SCHRIFTELIJKE OPDRACHT 1 – Zet de records die na de tekst volgen om in een Markdown-tabel met de kolommen „Nr" en „Regel", waarbij elke niet-lege regel een eigen rij met volgnummer krijgt en lege regels worden overgeslagen. Neem de afbeeldingen niet op in uw antwoord.

GETOONDE PASSAGE –
========

Linda volgde in diezelfde periode andere lessen aan de plaatselijke volksuniversiteit. Nu hun zes kinderen het huis uit waren, had ze tijd om haar interesse in houtbewerking en meubelontwerp handen en voeten te geven. ‘Ik was de enige vrouw en veruit de oudste cursist, maar ik liet me daardoor niet afschrikken’, zegt ze. ‘Voor sommige projecten had ik meer tijd nodig dan de anderen, maar ik gaf niet op.’ Na twee jaar opleiding bouwt ze nu kasten op maat voor familieleden en kennissen. ‘Nu kan ik mijn kinderen helpen om hun keuken te renoveren en onze buren helpen als ze wat hulp nodig hebben bij hun eigen verbouwingsprojecten.’
Ook Pat Morrell liet zich niet door haar leeftijd tegenhouden om iets nieuws te gaan doen. Om wat extra geld te verdienen toen haar kinderen het huis uit waren, ging ze weer naar school om verpleegkunde te volgen. Enkele jaren later behaalde ze haar diploma, en nu doet ze het werk dat ze altijd al had willen doen: ‘Ik haalde op de middelbare school geen goede cijfers, dus ik dacht dat ik de opleiding tot verpleegster niet zou aankunnen’, zegt ze. ‘Zes jaar lang werkte ik overdag als poetsvrouw, zorgde ik voor mijn gezin en moest ik daarnaast nog lessen zien te volgen om mijn diploma te behalen. Het heeft tijd gevergd, maar ook volharding, geduld en steun van mijn omgeving, en veel zegeningen.’
We gaan wellicht niet allemaal een nieuwe zaak beginnen of piano leren spelen of tuinen ontwerpen, maar als we ouder worden, hebben we vaak zeeën van tijd om nieuwe dingen te leren en onze horizon te verbreden.

========

TE VERWERKEN GEGEVENS –
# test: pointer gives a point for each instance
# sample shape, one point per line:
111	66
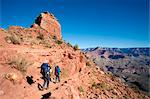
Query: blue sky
88	23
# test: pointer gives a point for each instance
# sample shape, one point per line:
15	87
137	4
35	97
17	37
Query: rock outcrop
48	22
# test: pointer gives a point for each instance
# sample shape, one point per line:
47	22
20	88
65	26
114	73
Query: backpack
57	70
45	68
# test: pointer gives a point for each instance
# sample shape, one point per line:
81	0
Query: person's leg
45	83
48	82
58	78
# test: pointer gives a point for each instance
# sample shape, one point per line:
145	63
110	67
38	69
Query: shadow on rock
46	96
40	87
30	80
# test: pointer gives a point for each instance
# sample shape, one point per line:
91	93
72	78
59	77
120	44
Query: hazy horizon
88	23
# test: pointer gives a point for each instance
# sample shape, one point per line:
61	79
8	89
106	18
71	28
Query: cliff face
48	22
23	50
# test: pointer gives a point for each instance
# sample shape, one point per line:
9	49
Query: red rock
48	22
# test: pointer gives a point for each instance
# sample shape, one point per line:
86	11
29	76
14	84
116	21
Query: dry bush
12	77
80	89
101	86
59	41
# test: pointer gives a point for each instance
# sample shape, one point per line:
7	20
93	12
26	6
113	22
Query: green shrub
69	44
54	37
40	36
76	47
99	85
80	89
59	41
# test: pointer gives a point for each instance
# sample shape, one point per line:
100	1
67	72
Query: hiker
45	71
57	73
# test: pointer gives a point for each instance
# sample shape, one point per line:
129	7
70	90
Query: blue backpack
45	68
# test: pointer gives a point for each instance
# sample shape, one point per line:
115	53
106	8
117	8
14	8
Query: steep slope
130	64
23	50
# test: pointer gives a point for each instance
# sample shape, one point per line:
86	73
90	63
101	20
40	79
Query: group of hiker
46	71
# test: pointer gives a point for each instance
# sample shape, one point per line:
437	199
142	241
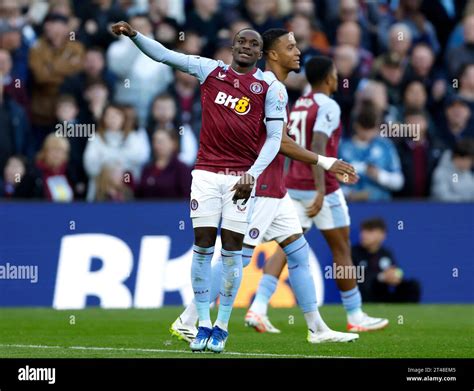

========

SCHRIFTELIJKE OPDRACHT 2 – Hoe lang werkte Pat Morrell volgens de getoonde passage overdag als poetsvrouw?

UITWERKING OEFENING 1 –
| Nr | Regel |
|---|---|
| 1 | # test: pointer gives a point for each instance |
| 2 | # sample shape, one point per line: |
| 3 | 111	66 |
| 4 | Query: blue sky |
| 5 | 88	23 |
| 6 | # test: pointer gives a point for each instance |
| 7 | # sample shape, one point per line: |
| 8 | 15	87 |
| 9 | 137	4 |
| 10 | 35	97 |
| 11 | 17	37 |
| 12 | Query: rock outcrop |
| 13 | 48	22 |
| 14 | # test: pointer gives a point for each instance |
| 15 | # sample shape, one point per line: |
| 16 | 47	22 |
| 17 | 20	88 |
| 18 | 65	26 |
| 19 | 114	73 |
| 20 | Query: backpack |
| 21 | 57	70 |
| 22 | 45	68 |
| 23 | # test: pointer gives a point for each instance |
| 24 | # sample shape, one point per line: |
| 25 | 81	0 |
| 26 | Query: person's leg |
| 27 | 45	83 |
| 28 | 48	82 |
| 29 | 58	78 |
| 30 | # test: pointer gives a point for each instance |
| 31 | # sample shape, one point per line: |
| 32 | 145	63 |
| 33 | 110	67 |
| 34 | 38	69 |
| 35 | Query: shadow on rock |
| 36 | 46	96 |
| 37 | 40	87 |
| 38 | 30	80 |
| 39 | # test: pointer gives a point for each instance |
| 40 | # sample shape, one point per line: |
| 41 | 91	93 |
| 42 | 72	78 |
| 43 | 59	77 |
| 44 | 120	44 |
| 45 | Query: hazy horizon |
| 46 | 88	23 |
| 47 | # test: pointer gives a point for each instance |
| 48 | # sample shape, one point per line: |
| 49 | 61	79 |
| 50 | 8	89 |
| 51 | 106	18 |
| 52 | 71	28 |
| 53 | Query: cliff face |
| 54 | 48	22 |
| 55 | 23	50 |
| 56 | # test: pointer gives a point for each instance |
| 57 | # sample shape, one point per line: |
| 58 | 9	49 |
| 59 | Query: red rock |
| 60 | 48	22 |
| 61 | # test: pointer gives a point for each instance |
| 62 | # sample shape, one point per line: |
| 63 | 86	11 |
| 64 | 29	76 |
| 65 | 14	84 |
| 66 | 116	21 |
| 67 | Query: dry bush |
| 68 | 12	77 |
| 69 | 80	89 |
| 70 | 101	86 |
| 71 | 59	41 |
| 72 | # test: pointer gives a point for each instance |
| 73 | # sample shape, one point per line: |
| 74 | 7	20 |
| 75 | 93	12 |
| 76 | 26	6 |
| 77 | 113	22 |
| 78 | Query: green shrub |
| 79 | 69	44 |
| 80 | 54	37 |
| 81 | 40	36 |
| 82 | 76	47 |
| 83 | 99	85 |
| 84 | 80	89 |
| 85 | 59	41 |
| 86 | # test: pointer gives a point for each instance |
| 87 | # sample shape, one point per line: |
| 88 | 100	1 |
| 89 | 67	72 |
| 90 | Query: hiker |
| 91 | 45	71 |
| 92 | 57	73 |
| 93 | # test: pointer gives a point for each instance |
| 94 | # sample shape, one point per line: |
| 95 | 129	7 |
| 96 | 70	90 |
| 97 | Query: blue backpack |
| 98 | 45	68 |
| 99 | # test: pointer gives a point for each instance |
| 100 | # sample shape, one point per line: |
| 101 | 115	53 |
| 102 | 106	8 |
| 103 | 117	8 |
| 104 | 14	8 |
| 105 | Query: steep slope |
| 106 | 130	64 |
| 107 | 23	50 |
| 108 | # test: pointer gives a point for each instance |
| 109 | # sample shape, one point per line: |
| 110 | 86	73 |
| 111 | 90	63 |
| 112 | 101	20 |
| 113 | 40	79 |
| 114 | Query: group of hiker |
| 115 | 46	71 |
| 116 | # test: pointer gives a point for each instance |
| 117 | # sample shape, one point per line: |
| 118 | 437	199 |
| 119 | 142	241 |

UITWERKING OEFENING 2 – Zes jaar.